## Selection
————
Why is the recheck under ILOCK_EXCL no longer necessary? It looks like
reclaim decides whether to proceed or not under the ilock and doesn't
acquire the spinlock until it decides to reclaim. Hm?

>  	}
> +	ip->i_flags |= XFS_ISTALE;
> +	spin_unlock(&ip->i_flags_lock);
>  	rcu_read_unlock();
>  
> -	xfs_iflock(ip);
> -	xfs_iflags_set(ip, XFS_ISTALE);
> +	/*
> +	 * If we can't get the flush lock, the inode is already attached.  All
> +	 * we needed to do here is mark the inode stale so buffer IO completion
> +	 * will remove it from the AIL.
> +	 */

To make sure I'm following this correctly, we can assume the inode is
attached based on an iflock_nowait() failure because we hold the ilock,
right? IOW, any other task doing a similar iflock check would have to do
so under ilock and release the flush lock first if the inode didn't end
up flushed, for whatever reason.

> +	iip = ip->i_itemp;
> +	if (!xfs_iflock_nowait(ip)) {
> +		ASSERT(!list_empty(&iip->ili_item.li_bio_list));
> +		ASSERT(iip->ili_last_fields);
> +		goto out_iunlock;
> +	}
> +	ASSERT(!iip || list_empty(&iip->ili_item.li_bio_list));
>  
>  	/*
> -	 * We don't need to attach clean inodes or those only with unlogged
> -	 * changes (which we throw away, anyway).
> +	 * Clean inodes can be released immediately.  Everything else has to go
> +	 * through xfs_iflush_abort() on journal commit as the flock
> +	 * synchronises removal of the inode from the cluster buffer against
> +	 * inode reclaim.
>  	 */
> -	if (!ip->i_itemp || xfs_inode_clean(ip)) {
> -		ASSERT(ip != free_ip);
> +	if (xfs_inode_clean(ip)) {
>  		xfs_ifunlock(ip);
> -		xfs_iunlock(ip, XFS_ILOCK_EXCL);
> -		goto out_no_inode;
> +		goto out_iunlock;
>  	}
> -	return ip;
>  
> -out_rcu_unlock:
> -	rcu_read_unlock();
> -out_no_inode:
> -	return NULL;
> +	/* we have a dirty inode in memory that has not yet been flushed. */
> +	ASSERT(iip->ili_fields);
> +	spin_lock(&iip->ili_lock);
> +	iip->ili_last_fields = iip->ili_fields;
> +	iip->ili_fields = 0;
> +	iip->ili_fsync_fields = 0;
> +	spin_unlock(&iip->ili_lock);
> +	list_add_tail(&iip->ili_item.li_bio_list, &bp->b_li_list);
> +	ASSERT(iip->ili_last_fields);

We already asserted ->ili_fields and assigned ->ili_fields to
->ili_last_fields, so this assert seems spurious.
————
## Material

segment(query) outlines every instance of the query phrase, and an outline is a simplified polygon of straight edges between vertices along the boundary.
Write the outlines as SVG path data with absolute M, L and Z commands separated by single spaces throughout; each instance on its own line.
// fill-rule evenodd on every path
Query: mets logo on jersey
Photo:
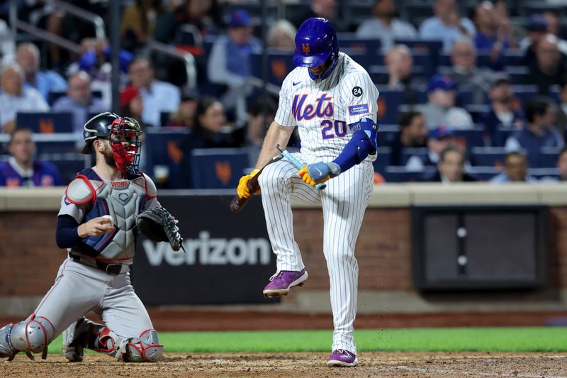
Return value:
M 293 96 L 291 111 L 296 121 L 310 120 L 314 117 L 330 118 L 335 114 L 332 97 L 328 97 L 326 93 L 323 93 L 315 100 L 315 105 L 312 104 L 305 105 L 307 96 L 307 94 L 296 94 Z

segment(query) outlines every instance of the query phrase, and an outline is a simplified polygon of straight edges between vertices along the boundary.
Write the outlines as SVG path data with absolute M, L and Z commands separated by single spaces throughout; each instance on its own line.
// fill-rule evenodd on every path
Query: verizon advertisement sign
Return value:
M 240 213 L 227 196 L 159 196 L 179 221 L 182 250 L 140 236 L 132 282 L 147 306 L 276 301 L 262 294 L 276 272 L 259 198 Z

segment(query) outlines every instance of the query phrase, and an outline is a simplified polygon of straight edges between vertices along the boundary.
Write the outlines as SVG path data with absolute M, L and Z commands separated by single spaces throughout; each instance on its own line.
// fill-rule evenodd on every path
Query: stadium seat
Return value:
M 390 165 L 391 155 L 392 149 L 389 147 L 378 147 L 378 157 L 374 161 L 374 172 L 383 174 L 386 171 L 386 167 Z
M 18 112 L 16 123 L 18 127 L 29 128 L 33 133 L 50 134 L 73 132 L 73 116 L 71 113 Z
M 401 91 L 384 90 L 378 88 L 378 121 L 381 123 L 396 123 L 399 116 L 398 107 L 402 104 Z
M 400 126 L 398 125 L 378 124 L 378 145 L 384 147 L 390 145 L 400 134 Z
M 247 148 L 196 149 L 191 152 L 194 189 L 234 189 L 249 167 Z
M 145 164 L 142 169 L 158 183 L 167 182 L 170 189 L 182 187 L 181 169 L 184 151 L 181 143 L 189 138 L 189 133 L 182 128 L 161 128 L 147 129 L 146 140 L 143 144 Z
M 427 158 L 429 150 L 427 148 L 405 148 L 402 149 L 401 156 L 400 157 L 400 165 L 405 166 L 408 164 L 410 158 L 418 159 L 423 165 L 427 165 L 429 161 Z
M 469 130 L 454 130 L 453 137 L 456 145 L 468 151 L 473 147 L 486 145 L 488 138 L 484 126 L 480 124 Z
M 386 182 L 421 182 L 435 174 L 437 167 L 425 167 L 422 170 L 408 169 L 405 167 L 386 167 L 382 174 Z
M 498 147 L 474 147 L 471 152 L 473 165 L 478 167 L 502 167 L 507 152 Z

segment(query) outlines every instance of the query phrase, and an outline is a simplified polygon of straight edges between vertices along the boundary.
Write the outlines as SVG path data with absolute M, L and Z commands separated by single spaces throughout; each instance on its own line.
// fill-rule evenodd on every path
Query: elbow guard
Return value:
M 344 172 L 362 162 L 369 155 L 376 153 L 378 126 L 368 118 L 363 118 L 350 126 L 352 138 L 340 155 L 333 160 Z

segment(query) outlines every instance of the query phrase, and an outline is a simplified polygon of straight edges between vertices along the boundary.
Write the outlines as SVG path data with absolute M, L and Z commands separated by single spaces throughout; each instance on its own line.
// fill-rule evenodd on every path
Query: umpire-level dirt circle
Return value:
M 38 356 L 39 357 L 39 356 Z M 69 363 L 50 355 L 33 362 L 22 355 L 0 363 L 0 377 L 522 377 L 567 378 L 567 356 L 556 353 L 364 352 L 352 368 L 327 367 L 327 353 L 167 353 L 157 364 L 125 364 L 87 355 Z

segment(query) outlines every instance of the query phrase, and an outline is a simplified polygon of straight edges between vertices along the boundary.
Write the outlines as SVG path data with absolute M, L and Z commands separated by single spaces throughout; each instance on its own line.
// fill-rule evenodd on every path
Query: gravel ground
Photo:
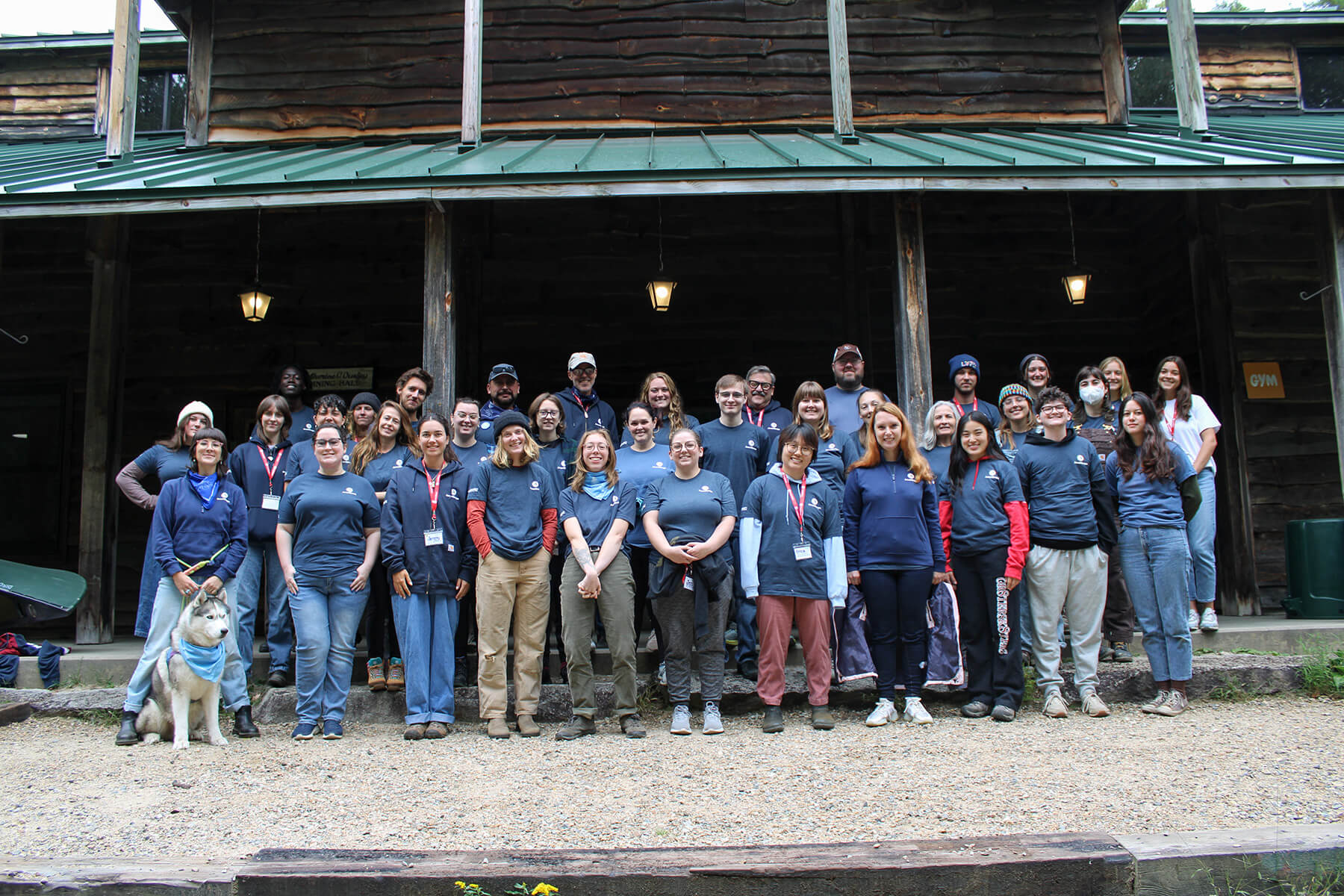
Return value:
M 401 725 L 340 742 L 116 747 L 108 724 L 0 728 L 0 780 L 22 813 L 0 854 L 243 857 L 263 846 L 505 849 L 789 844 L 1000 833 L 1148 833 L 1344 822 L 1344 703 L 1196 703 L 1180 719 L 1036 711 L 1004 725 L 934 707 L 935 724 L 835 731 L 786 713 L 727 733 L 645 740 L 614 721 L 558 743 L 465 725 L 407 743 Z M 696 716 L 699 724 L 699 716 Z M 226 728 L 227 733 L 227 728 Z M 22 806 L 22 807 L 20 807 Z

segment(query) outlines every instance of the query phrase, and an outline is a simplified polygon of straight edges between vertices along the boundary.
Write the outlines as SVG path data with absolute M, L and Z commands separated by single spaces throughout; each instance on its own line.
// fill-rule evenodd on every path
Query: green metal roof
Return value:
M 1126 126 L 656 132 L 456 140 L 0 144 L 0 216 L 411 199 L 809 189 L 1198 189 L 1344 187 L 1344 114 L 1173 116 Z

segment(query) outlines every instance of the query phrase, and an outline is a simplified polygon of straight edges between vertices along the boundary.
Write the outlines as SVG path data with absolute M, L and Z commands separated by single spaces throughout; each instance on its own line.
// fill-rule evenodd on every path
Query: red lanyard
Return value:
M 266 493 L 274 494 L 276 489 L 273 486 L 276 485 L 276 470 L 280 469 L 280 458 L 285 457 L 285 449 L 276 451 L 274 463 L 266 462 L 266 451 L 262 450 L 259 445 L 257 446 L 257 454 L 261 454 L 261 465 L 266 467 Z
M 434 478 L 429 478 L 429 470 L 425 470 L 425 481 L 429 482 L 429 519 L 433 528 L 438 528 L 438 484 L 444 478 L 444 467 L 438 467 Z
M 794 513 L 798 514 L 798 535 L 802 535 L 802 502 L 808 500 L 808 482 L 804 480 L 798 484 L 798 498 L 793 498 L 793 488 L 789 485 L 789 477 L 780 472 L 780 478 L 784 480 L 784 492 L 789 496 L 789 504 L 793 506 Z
————
## What the task asks
In the patch review, rewrite everything from "To make sure" down to "for whatever reason.", renaming "ilock" to "inode lock" each time it occurs.

## Final answer
To make sure I'm following this correctly, we can assume the inode is
attached based on an iflock_nowait() failure because we hold the inode lock,
right? IOW, any other task doing a similar iflock check would have to do
so under inode lock and release the flush lock first if the inode didn't end
up flushed, for whatever reason.